Records from an annotation dataset:
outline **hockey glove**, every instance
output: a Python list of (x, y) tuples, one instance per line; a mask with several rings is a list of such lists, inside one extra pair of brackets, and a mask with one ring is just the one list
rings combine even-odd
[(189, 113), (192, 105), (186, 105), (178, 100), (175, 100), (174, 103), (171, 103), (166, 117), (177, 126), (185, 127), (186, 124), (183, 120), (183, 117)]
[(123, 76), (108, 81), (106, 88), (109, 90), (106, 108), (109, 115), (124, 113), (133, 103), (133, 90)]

» Exercise requirements: Copy out all of the records above, line by line, without changing a single character.

» The result:
outline **hockey glove**, every instance
output: a Python list of (x, y) tuples, one instance per line; a mask with several rings is a list of such lists, inside one extra pair of brackets, and a mask with one ring is just the one list
rings combine even-odd
[(189, 113), (192, 105), (186, 105), (178, 100), (175, 100), (174, 103), (171, 103), (166, 117), (177, 126), (185, 127), (186, 124), (183, 120), (183, 117)]
[(123, 76), (108, 81), (106, 88), (109, 90), (106, 108), (109, 115), (124, 113), (133, 103), (133, 90)]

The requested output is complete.